- _Goal of the exercise_:
Could you copy exactly the lines from the one containing "Indicate every instance of the blue curtain" through the last line of the records below, leaving out any pictures?

=== Extracted entries ===

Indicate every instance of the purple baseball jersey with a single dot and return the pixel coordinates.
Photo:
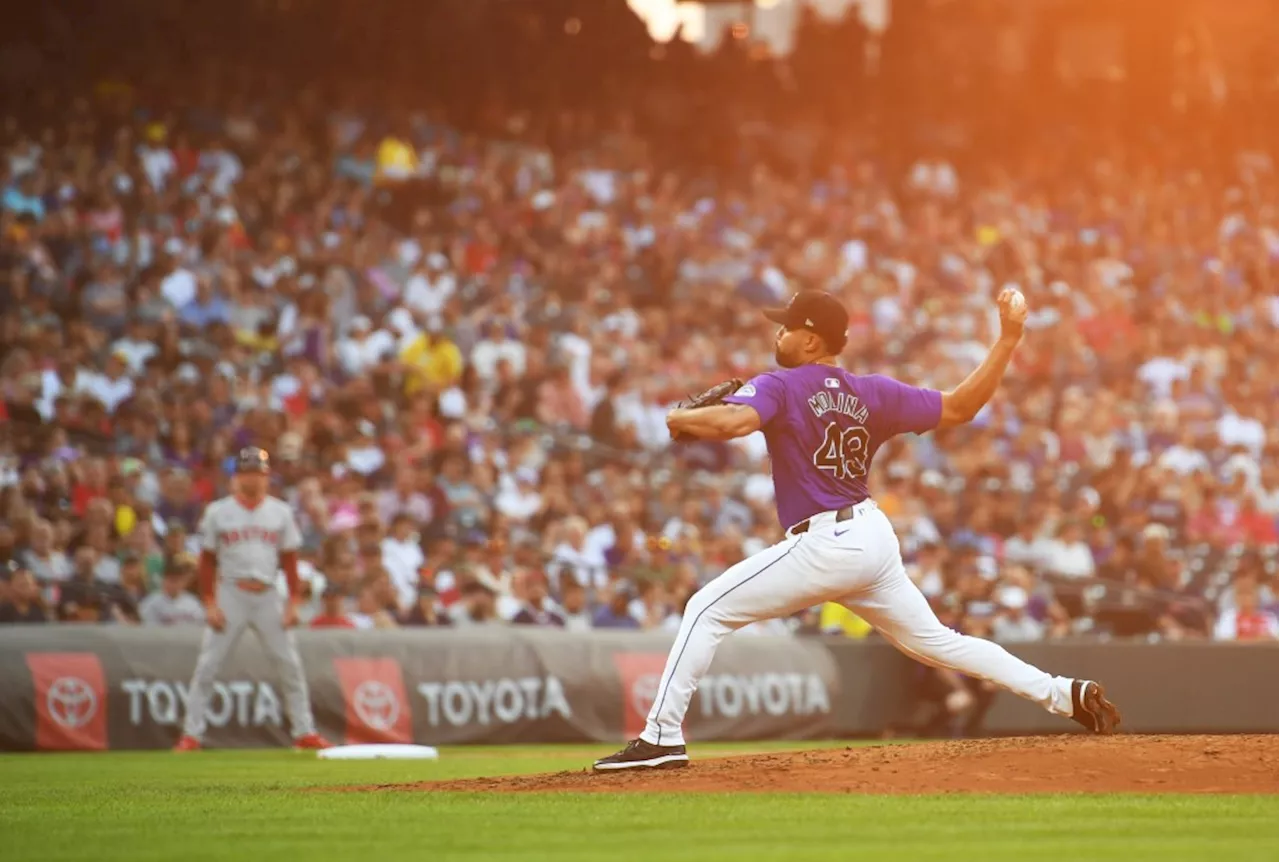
(824, 424)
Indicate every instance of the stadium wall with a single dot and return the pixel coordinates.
(126, 688)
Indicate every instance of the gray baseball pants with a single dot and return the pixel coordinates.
(264, 612)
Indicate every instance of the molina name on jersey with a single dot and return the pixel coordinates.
(248, 541)
(823, 425)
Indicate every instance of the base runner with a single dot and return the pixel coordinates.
(247, 538)
(822, 427)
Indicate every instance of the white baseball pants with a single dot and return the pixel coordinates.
(264, 612)
(859, 564)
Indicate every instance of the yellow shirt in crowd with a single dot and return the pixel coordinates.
(396, 159)
(437, 364)
(839, 619)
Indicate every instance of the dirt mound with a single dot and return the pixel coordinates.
(1069, 764)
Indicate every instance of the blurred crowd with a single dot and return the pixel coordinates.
(460, 349)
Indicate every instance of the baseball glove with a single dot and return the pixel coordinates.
(709, 397)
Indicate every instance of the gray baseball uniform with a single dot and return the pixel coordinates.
(248, 543)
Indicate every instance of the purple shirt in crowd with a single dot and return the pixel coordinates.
(824, 424)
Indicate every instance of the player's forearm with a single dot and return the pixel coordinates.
(289, 564)
(963, 402)
(720, 422)
(206, 575)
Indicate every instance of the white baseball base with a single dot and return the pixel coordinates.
(379, 752)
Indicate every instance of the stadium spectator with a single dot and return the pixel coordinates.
(173, 603)
(23, 602)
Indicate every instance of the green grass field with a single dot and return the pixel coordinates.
(248, 806)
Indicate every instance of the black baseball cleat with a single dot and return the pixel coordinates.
(1092, 710)
(640, 755)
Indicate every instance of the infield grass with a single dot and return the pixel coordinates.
(250, 806)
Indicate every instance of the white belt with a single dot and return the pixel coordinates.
(831, 518)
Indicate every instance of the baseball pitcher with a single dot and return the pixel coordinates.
(823, 427)
(246, 539)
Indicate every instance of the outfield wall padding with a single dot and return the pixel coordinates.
(126, 688)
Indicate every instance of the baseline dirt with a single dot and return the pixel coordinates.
(1069, 764)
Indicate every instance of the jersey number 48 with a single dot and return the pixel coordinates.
(842, 451)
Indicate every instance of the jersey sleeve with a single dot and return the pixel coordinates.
(209, 528)
(764, 393)
(906, 409)
(291, 537)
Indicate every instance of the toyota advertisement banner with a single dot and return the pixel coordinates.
(100, 687)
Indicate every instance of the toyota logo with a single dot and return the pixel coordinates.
(644, 689)
(375, 705)
(72, 702)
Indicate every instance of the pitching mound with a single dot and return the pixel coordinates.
(1069, 764)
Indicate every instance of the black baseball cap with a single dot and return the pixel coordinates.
(251, 459)
(817, 311)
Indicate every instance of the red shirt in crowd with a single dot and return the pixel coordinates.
(338, 621)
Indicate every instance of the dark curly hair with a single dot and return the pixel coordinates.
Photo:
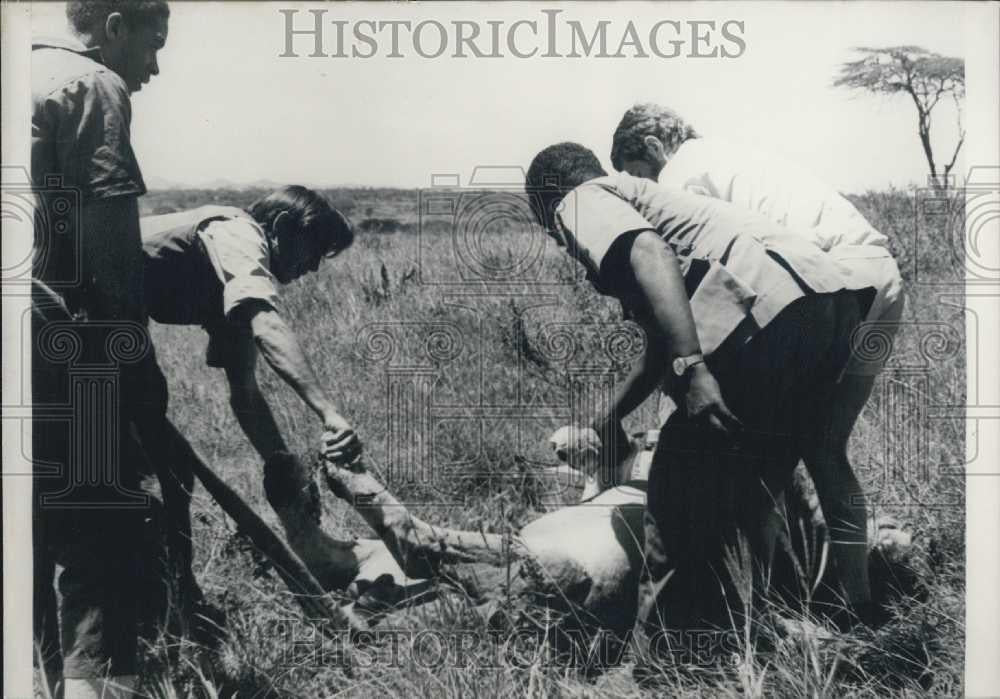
(648, 120)
(554, 172)
(84, 15)
(311, 214)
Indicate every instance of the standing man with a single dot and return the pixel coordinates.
(88, 514)
(654, 142)
(753, 337)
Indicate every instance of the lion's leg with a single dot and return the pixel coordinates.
(293, 495)
(420, 548)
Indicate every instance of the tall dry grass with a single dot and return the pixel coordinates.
(909, 457)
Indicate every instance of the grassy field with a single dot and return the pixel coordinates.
(499, 371)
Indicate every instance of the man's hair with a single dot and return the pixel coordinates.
(648, 120)
(86, 15)
(311, 216)
(554, 172)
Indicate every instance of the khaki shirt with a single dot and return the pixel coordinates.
(746, 278)
(788, 195)
(201, 266)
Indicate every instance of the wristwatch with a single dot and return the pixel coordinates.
(682, 364)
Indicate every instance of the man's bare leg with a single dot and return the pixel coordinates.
(840, 494)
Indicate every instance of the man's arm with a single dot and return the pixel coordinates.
(111, 259)
(655, 288)
(281, 349)
(251, 410)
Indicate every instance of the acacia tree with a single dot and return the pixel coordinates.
(925, 76)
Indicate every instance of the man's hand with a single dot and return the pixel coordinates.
(703, 401)
(339, 442)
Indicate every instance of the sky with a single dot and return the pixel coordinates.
(227, 106)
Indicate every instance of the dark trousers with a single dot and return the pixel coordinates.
(91, 520)
(710, 495)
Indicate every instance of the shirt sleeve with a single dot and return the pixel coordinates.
(241, 258)
(92, 115)
(591, 218)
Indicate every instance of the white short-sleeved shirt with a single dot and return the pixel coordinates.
(739, 275)
(788, 195)
(201, 266)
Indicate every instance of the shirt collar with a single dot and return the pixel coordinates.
(66, 43)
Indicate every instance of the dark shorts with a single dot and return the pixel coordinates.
(710, 494)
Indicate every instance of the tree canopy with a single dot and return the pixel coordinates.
(925, 76)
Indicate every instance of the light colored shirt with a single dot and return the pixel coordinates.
(783, 192)
(201, 266)
(744, 278)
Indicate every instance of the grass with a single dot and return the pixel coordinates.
(504, 369)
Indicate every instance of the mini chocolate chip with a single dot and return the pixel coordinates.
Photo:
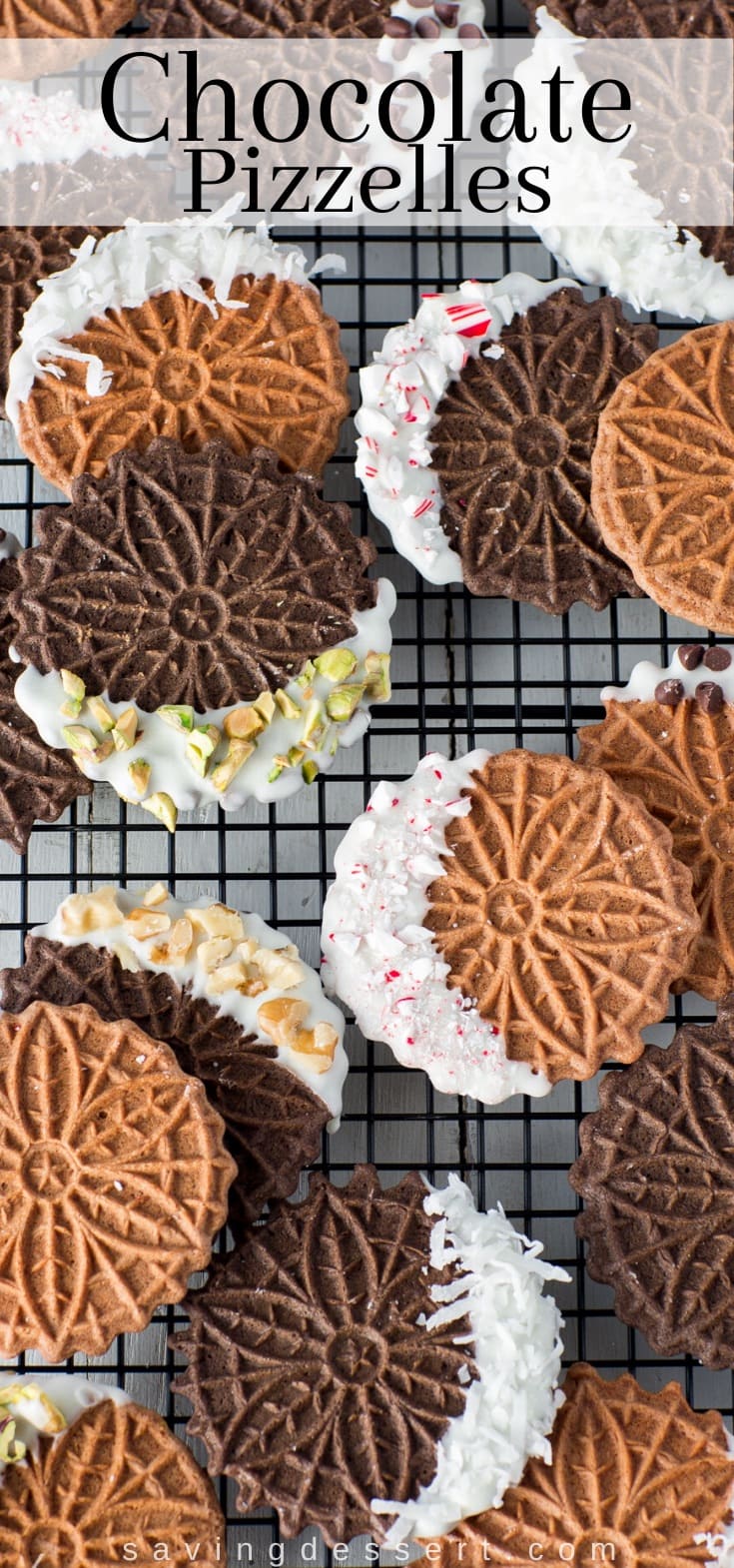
(690, 654)
(670, 693)
(709, 696)
(717, 659)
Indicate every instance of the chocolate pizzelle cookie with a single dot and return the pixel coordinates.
(113, 1179)
(654, 1174)
(60, 19)
(668, 739)
(36, 783)
(478, 458)
(507, 922)
(189, 330)
(84, 1468)
(346, 1363)
(662, 475)
(635, 1479)
(200, 627)
(311, 18)
(228, 995)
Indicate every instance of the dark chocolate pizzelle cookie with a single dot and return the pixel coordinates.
(36, 784)
(657, 1185)
(314, 1378)
(274, 1122)
(190, 577)
(513, 444)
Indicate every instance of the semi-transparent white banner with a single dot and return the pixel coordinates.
(447, 131)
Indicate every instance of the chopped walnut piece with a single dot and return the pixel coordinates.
(156, 894)
(214, 952)
(281, 1020)
(178, 946)
(148, 922)
(90, 911)
(219, 921)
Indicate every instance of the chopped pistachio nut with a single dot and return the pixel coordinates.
(101, 714)
(178, 715)
(219, 919)
(244, 723)
(140, 775)
(156, 894)
(201, 747)
(226, 770)
(148, 922)
(281, 1020)
(76, 693)
(344, 701)
(264, 706)
(338, 663)
(286, 704)
(90, 911)
(162, 806)
(126, 729)
(178, 946)
(378, 676)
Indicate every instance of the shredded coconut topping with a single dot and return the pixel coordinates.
(400, 395)
(516, 1331)
(124, 269)
(379, 957)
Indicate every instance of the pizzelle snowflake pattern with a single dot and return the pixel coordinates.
(679, 764)
(314, 1380)
(36, 784)
(562, 913)
(63, 18)
(113, 1180)
(513, 444)
(657, 1188)
(270, 374)
(274, 1122)
(190, 579)
(266, 18)
(662, 475)
(642, 1474)
(117, 1474)
(642, 18)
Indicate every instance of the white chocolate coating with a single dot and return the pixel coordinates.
(54, 129)
(124, 269)
(516, 1331)
(643, 261)
(164, 748)
(400, 393)
(234, 1004)
(68, 1392)
(646, 676)
(379, 957)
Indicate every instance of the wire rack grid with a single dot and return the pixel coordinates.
(466, 673)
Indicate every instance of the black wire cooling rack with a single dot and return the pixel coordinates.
(466, 673)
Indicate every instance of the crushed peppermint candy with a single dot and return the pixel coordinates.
(400, 395)
(379, 957)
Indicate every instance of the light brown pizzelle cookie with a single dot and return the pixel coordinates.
(113, 1179)
(664, 475)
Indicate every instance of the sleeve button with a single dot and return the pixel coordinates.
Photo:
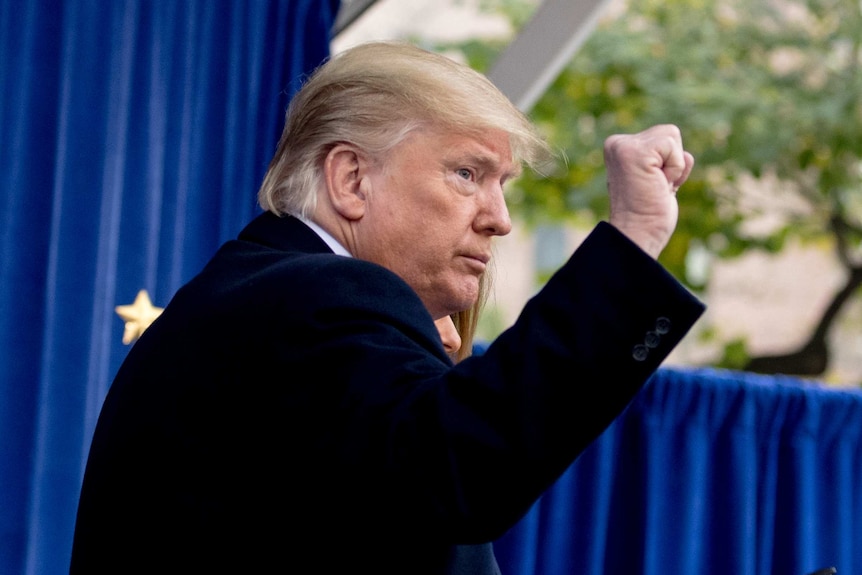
(640, 352)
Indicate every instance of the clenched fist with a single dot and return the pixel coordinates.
(645, 170)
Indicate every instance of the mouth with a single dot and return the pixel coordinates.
(477, 261)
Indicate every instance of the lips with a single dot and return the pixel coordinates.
(477, 261)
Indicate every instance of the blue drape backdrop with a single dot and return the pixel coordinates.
(133, 136)
(708, 472)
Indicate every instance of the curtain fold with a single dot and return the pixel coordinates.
(708, 471)
(133, 137)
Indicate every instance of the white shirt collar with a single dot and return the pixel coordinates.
(333, 244)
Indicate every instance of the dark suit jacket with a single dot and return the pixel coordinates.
(293, 411)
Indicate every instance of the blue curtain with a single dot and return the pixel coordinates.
(133, 137)
(708, 472)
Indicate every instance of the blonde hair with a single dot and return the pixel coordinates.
(372, 96)
(467, 321)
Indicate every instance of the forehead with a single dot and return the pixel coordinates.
(488, 149)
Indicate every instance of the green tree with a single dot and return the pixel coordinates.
(763, 91)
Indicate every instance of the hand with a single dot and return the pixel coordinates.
(645, 170)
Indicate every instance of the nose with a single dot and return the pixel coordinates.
(493, 217)
(448, 334)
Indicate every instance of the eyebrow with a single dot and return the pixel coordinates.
(486, 161)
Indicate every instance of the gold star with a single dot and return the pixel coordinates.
(138, 316)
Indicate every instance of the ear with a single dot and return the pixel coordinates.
(346, 177)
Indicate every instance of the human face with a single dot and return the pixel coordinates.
(432, 208)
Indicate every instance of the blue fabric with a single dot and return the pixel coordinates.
(133, 137)
(708, 471)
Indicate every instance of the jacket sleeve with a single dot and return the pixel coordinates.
(473, 446)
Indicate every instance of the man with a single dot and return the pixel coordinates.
(293, 409)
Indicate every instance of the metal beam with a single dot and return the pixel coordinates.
(348, 12)
(543, 48)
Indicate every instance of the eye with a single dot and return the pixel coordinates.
(465, 173)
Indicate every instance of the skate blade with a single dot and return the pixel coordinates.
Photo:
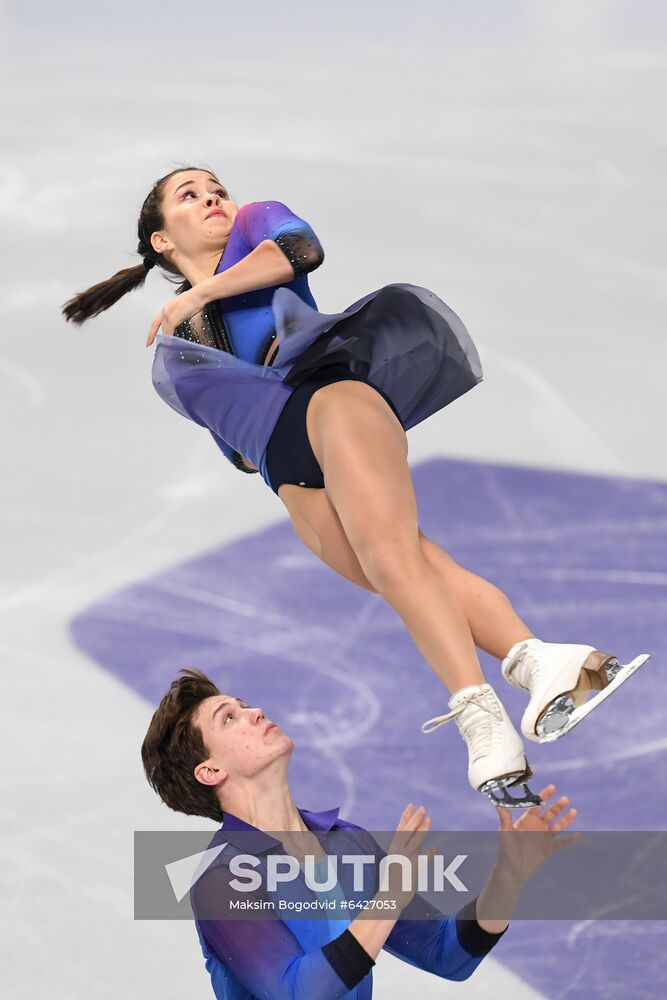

===

- _Written response_:
Indicate every instance of the blue curtain with a single dot and return the pixel coordinates.
(133, 137)
(708, 472)
Indicate every instance of the blonde hair with a single dot and return the pixel coordinates.
(372, 96)
(467, 321)
Indicate every instance of the forehead with a single dot and return the pixel coordinates.
(488, 149)
Indicate every instance of the green tree with a single dot and return the pixel coordinates.
(763, 91)
Indicate every instance of the hand with a single dot and return the pixel coordinates.
(645, 170)
Indicate every instance of the nose with a single dot and return the pixel coordinates.
(493, 217)
(448, 334)
Indicate every instance of the eyebrow with a single dot and return the pixel coordinates.
(486, 161)
Indicate every instance of the gold star with a single dot and return the pixel coordinates.
(138, 316)
Indicate every instance of the ear with a single dot and return the pixel coordinates.
(346, 177)
Indicate every instance of the human face with a single dot and return the pixel coordinates.
(432, 208)
Indicate every instance of the blue fabric with a single dot and return the pixel coordinates.
(133, 137)
(708, 471)
Indicate every instance of the jacket sleeve with a single dot and return the pixel coordinates.
(473, 446)
Indicate every instance of the man with a single dot and return the pixel coordinates.
(293, 409)
Indicate every instance of the metal beam with a single dot and return the pixel coordinates.
(348, 12)
(543, 48)
Indicate every instance of the eye with a single dot and return the pixel coordinates.
(465, 173)
Indicate every instance of the skate blade with a single dot and return the pixel coordinates.
Photo:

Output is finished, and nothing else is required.